WHAT THE TASK ASKS:
The line containing "Target: shower arm" and all lines following it in the listing below are to be reproduced exactly, with no other lines.

RECORDS FOR PROCESSING:
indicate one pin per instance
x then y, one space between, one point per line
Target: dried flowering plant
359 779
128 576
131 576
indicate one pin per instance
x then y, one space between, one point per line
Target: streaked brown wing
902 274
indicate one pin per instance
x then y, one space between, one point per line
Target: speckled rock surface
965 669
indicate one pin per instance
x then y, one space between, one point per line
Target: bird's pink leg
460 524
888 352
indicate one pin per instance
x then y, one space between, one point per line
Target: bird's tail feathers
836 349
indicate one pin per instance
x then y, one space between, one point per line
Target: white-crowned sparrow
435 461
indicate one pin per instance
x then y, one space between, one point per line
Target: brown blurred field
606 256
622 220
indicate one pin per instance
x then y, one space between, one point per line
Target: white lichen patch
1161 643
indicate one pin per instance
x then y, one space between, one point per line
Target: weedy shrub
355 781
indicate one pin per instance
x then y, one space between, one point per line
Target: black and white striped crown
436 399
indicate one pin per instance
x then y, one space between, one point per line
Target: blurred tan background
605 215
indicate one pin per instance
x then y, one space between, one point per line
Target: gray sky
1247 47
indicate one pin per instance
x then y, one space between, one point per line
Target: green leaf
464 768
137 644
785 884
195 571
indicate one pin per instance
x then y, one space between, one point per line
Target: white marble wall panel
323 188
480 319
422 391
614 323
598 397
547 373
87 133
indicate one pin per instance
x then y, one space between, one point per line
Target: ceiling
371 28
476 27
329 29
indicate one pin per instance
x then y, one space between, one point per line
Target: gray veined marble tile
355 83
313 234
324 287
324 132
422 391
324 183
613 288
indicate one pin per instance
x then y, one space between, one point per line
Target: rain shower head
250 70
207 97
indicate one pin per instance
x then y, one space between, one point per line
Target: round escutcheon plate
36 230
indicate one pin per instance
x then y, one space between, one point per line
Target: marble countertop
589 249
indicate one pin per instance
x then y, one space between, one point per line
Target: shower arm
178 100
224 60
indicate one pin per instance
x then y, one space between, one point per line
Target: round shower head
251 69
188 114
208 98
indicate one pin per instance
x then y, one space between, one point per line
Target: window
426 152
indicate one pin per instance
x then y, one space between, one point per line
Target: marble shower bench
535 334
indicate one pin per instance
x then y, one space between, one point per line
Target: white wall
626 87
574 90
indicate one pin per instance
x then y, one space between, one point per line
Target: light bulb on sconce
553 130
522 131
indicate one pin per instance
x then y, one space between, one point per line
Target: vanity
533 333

RESPONSE:
Target: shower arm
178 100
224 60
indicate one pin per instance
x then y, one space between, one point per line
Target: round shower head
251 69
188 114
208 98
indicate one pin per instance
x then y, one space between, one point per line
Target: window
426 152
indicate one pin per instance
x then y, one space between, one point per line
Target: marble shower bench
535 334
indicate one pin per instance
x then y, one space between, one point per line
Target: white wall
626 87
574 90
indicate one pin per instance
x then y, one space between, one point per line
Target: light bulb on sconce
553 130
522 131
indicate one pin per instance
x then y, one space between, one point per line
Target: vanity
533 333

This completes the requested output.